_TEXTO DE ORIGEN:_
Otras alteraciones rentistas con pésimas consecuencias
Asdrúbal Baptista también reseñó otras alteraciones producidas por nuestra especial relación con la renta durante el siglo XX. Por ejemplo, señaló que nuestro patrón de acumulación de capital era: un 70 por ciento en manos estatales y solo un 30 por ciento en manos privadas (en EEUU es al revés).
Durante la democracia, además, consumimos más de lo que producimos: mientras el consumo crecía a razón de un 4 por ciento anual, nuestro producto solo crecía a razón del 3,1 por ciento.
Distorsionamos también las relaciones del mercado de trabajo con aumentos de salario (3,8 por ciento en promedio) que no obedecían a aumentos en la productividad (1,5 por ciento en promedio) y, continuando con el gasto, nos dimos el lujo de tener un empleo público excedentario del 56 por ciento.
No haber sabido migrar de un modelo rentista a uno productivo explica muy bien la raíz de nuestras desigualdades.
Hoy padecemos las consecuencias de un liderazgo que no supo adaptarse a los cambios de nuestro modelo económico. Cuando el comportamiento de la renta se volvió volátil, el Estado perdió su capacidad de generar puestos de trabajo y, para 2004, acumulábamos ya un déficit de 5,8 millones de empleos formales. Estos puestos de trabajo debió crearlos el sector privado, pero por los elevados costos de producir, en esa fecha, teníamos un déficit de inversiones de 12,3 por ciento del PIB (suponiendo una meta sostenida de inversiones del 26,3 por ciento).
Volvamos entonces a Huntington. Según él éramos una ciudadanía madura que había “aprendido a canalizar el alto nivel de frustración hacia mecanismos legales y pacíficos de mantenimiento del sistema”. El problema es que la lealtad ciudadana para con el sistema suele mantenerse por un tiempo y nuestra dirigencia abusó de dicha lealtad negándose a responder a los cambios del modelo rentista por más de 20 años, si se cuenta desde 1958 hasta 1998.
La lealtad y confianza ciudadanas solo duran mientras la esperanza de una vida mejor se mantiene.
Viejos síntomas en nuevas manifestaciones
Cuando la democracia y sus liderazgos permiten que las crisis se hagan crónicas, o estos pierden la capacidad para encontrar respuestas políticas y económicas a los problemas, ocurren cambios comportamentales en los que se revela poco a poco que se han roto las expectativas de cambio o ascenso social de la gente. Entonces esta duda de la legitimidad de sus líderes y del sistema y cunde un clima de desconfianza. Los ciudadanos comienzan a recelar de los actores políticos y estos últimos comienzan a desconfiar entre sí, como nos pasó en 1998. Los niveles de respeto, tolerancia y contención se reducen y las democracias se desconsoliden.
En nuestro caso, al sempiterno problema de la desigualdad hemos sumado otros muy graves que, cada vez más, hunden las expectativas de cambio: la deriva autoritaria, la desindustrialización, la incapacidad del Estado para generar bienes públicos, la fragilidad de las instituciones y su práctica desaparición… La diáspora es un síntoma más de las dudas de que un cambio ocurra. Pero considero que no hay uno solo de estos problemas que no requiera solucionar primero el de la desconfianza y la fragmentación de nuestras élites.

_INSTRUCCIONES:_ Enumera en orden cronológico cada año distinto que se menciona en el fragmento sobre el modelo rentista.

_DATOS PARA REVISAR:_
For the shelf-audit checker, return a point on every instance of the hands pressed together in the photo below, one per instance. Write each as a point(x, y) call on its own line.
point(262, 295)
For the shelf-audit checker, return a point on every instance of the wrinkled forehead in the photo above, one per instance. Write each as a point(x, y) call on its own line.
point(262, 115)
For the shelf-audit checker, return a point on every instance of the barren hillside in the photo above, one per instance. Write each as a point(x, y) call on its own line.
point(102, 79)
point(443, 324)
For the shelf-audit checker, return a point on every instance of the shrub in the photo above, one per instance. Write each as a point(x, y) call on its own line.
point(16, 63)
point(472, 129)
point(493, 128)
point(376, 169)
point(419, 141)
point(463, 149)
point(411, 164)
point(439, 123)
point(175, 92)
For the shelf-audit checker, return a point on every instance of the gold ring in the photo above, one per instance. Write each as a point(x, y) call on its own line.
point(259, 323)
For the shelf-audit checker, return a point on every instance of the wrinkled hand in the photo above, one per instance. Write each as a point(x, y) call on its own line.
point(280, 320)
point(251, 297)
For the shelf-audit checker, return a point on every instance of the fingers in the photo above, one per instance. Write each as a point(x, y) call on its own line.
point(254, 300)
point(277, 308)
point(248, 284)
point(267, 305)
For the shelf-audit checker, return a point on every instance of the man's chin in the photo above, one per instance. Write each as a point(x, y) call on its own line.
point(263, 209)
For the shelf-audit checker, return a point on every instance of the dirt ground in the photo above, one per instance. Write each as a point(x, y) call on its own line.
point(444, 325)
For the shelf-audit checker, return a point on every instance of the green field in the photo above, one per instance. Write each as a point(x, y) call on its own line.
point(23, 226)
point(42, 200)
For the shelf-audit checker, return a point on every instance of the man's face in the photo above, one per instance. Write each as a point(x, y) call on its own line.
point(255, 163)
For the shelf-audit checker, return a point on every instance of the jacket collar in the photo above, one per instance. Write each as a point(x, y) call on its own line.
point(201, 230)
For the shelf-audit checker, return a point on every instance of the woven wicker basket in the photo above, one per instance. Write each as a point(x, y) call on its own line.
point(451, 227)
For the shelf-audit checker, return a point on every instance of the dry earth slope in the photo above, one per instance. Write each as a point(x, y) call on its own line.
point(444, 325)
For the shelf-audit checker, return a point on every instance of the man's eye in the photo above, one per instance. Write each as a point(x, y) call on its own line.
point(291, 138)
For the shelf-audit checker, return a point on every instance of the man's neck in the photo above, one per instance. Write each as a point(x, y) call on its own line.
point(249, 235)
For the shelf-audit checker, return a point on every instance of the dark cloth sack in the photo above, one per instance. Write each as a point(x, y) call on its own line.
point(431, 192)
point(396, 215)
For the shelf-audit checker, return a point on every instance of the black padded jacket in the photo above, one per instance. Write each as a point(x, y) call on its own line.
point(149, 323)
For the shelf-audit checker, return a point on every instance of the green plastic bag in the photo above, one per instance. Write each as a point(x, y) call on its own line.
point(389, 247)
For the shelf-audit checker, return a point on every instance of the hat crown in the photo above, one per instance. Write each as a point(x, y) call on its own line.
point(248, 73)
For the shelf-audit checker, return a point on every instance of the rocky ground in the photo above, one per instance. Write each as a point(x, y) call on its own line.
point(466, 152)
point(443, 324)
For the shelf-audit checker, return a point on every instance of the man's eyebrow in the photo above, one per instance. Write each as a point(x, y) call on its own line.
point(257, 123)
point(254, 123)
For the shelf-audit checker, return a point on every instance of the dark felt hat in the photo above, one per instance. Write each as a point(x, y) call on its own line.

_RESULTADO DEL EJERCICIO:_ 1958, 1998, 2004